**Task details**
Rewrite the items below with "one point per instance" changed to "one point for each instance" everywhere it occurs, keeping every other word the same.

**Records for the task**
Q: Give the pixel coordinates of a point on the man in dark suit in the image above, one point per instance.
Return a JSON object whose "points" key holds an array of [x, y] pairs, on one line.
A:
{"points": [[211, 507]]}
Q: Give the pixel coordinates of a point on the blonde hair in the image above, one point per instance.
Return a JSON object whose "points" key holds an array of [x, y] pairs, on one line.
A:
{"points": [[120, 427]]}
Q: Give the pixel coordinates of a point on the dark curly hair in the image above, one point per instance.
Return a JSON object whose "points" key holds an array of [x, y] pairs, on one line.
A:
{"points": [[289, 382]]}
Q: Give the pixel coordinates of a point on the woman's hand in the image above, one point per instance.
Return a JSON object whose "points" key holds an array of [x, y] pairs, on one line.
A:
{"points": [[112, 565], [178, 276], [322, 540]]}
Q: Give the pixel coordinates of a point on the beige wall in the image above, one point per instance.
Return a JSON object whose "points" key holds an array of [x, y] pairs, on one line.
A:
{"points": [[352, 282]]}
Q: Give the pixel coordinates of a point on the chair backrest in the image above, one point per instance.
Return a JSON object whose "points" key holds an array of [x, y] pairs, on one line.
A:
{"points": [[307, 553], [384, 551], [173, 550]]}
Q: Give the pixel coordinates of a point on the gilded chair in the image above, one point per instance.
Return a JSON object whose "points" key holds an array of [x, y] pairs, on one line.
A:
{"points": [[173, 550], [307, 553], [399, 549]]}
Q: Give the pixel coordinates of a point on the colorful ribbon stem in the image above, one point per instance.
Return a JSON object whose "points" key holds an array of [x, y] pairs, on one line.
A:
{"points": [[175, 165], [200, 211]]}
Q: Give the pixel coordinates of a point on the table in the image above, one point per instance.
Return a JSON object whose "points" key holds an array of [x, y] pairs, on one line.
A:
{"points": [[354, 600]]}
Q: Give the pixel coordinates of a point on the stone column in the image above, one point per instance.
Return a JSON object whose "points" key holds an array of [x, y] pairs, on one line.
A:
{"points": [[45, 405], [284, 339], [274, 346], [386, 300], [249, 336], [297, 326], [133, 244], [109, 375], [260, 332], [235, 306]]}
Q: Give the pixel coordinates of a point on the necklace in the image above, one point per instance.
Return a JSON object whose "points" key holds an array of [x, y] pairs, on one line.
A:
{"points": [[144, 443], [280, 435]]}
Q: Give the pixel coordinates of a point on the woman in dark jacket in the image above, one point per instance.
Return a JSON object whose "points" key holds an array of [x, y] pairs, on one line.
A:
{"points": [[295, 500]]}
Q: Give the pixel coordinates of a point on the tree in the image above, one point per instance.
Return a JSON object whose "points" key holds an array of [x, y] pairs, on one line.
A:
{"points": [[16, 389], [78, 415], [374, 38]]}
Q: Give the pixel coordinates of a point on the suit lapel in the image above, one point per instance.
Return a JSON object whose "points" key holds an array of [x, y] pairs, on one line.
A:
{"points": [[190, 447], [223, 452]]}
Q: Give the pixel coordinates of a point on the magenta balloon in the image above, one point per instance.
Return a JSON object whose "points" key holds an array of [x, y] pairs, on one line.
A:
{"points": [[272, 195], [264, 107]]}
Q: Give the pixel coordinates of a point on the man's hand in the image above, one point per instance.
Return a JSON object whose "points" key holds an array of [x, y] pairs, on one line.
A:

**Exercise result**
Q: Give the pixel coordinates of a point on the man in dark suit in the image above, one point for each instance.
Return a JSON object whose "points" key holds an array of [x, y] pairs, on one line.
A:
{"points": [[211, 507]]}
Q: Give the pixel coordinates of a point on the blonde hair in the image above, one point for each instance.
Return a JSON object whose "points" key holds an array of [x, y] pairs, on one line.
A:
{"points": [[120, 427]]}
Q: Give the pixel coordinates of a point on the dark curly hair in the image above, one point for each instance.
Return a JSON object whose "points" key holds an array of [x, y] pairs, on one line.
A:
{"points": [[289, 382]]}
Q: Give the pixel coordinates of a point on the woman's hand in the image above, one point for each instance.
Return a JSON object whose "points" key holds an array of [x, y] pairs, on one line.
A:
{"points": [[112, 565], [178, 276], [322, 540]]}
Q: Give the pixel coordinates of a point on the beige wall in the image above, one point for each instance.
Return a JSON object whose "points" key holds an array of [x, y] pairs, on one line.
A:
{"points": [[352, 282]]}
Q: Give the pixel coordinates of a point on the chair backrest in the image above, one point for each instance.
Return a JSON object whose "points" key holds an array of [x, y] pairs, on one line.
A:
{"points": [[307, 553], [384, 551], [173, 550]]}
Q: Give the pixel coordinates of a point on the gilded chair in the image above, one point for each instance.
Return a JSON object whose "points" key holds an array of [x, y] pairs, on one line.
A:
{"points": [[173, 550], [307, 553], [399, 549]]}
Q: Give the pixel coordinates of a point on the colorful ribbon stem in the image above, one point for each instance.
Return a JSON object whose "points" key holds an array of [x, y] pairs, on one line.
A:
{"points": [[175, 165], [200, 211]]}
Q: Give the pixel coordinates of a point on the table in the image above, one point for each instance.
Return a JSON object whose "points" key holds an array of [x, y] pairs, on one line.
A:
{"points": [[354, 600]]}
Q: Give the pixel coordinates of a point on the stone column in the image above, one point for each instance.
Return a JSON object whose "points" key holds an array of [x, y] pairs, on one line.
A:
{"points": [[45, 405], [284, 339], [274, 346], [386, 300], [249, 336], [297, 326], [133, 244], [109, 375], [260, 332], [235, 306]]}
Q: Give the pixel coordinates of a point on the necklace in the image above, one point for each instance.
Return a JSON object whose "points" key holds an array of [x, y] pairs, on one line.
A:
{"points": [[144, 443], [280, 435]]}
Q: Give the pixel coordinates of a point on the woman in dark jacket in the image above, one point for each instance.
Return a JSON object whose "points" key holds an array of [x, y] pairs, on one line.
A:
{"points": [[295, 500]]}
Q: Give the pixel coordinates of a point on the tree in the image above, one point for each instance.
Return a JSON object whose "points" key holds an array of [x, y] pairs, on one line.
A:
{"points": [[16, 389], [78, 415], [374, 38]]}
Q: Give the pixel coordinates of a point on the suit lapel in the image above, one point for each instance.
Return a JSON object whose "points" key holds an array of [x, y] pairs, on one line.
A:
{"points": [[190, 447], [223, 452]]}
Q: Give the pixel coordinates of a point on the magenta balloon in the image above, one point for each instance.
Return a JSON object whose "points" key holds an array of [x, y] pairs, on one line.
A:
{"points": [[272, 195], [264, 107]]}
Q: Give the pixel coordinates of a point on the man's hand in the image above, one point for each instance.
Return a JSON object whose "points" key holds an array of [x, y] pairs, on one line.
A:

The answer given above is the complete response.